Task:
From the first line to the last, write out the records exactly.

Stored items
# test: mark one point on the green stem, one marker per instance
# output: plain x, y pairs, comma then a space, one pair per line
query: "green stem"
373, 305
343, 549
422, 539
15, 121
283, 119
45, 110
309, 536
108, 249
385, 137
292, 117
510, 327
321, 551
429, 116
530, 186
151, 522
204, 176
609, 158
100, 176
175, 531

Answer:
# test: mark one point on the green stem, one marker per instance
# output: plain x, y pairs, comma then a space, one pair per line
query: "green stem"
373, 305
343, 549
422, 539
15, 121
283, 119
45, 110
309, 536
108, 249
385, 137
292, 117
510, 327
321, 551
429, 116
530, 186
151, 522
204, 176
609, 158
100, 176
175, 531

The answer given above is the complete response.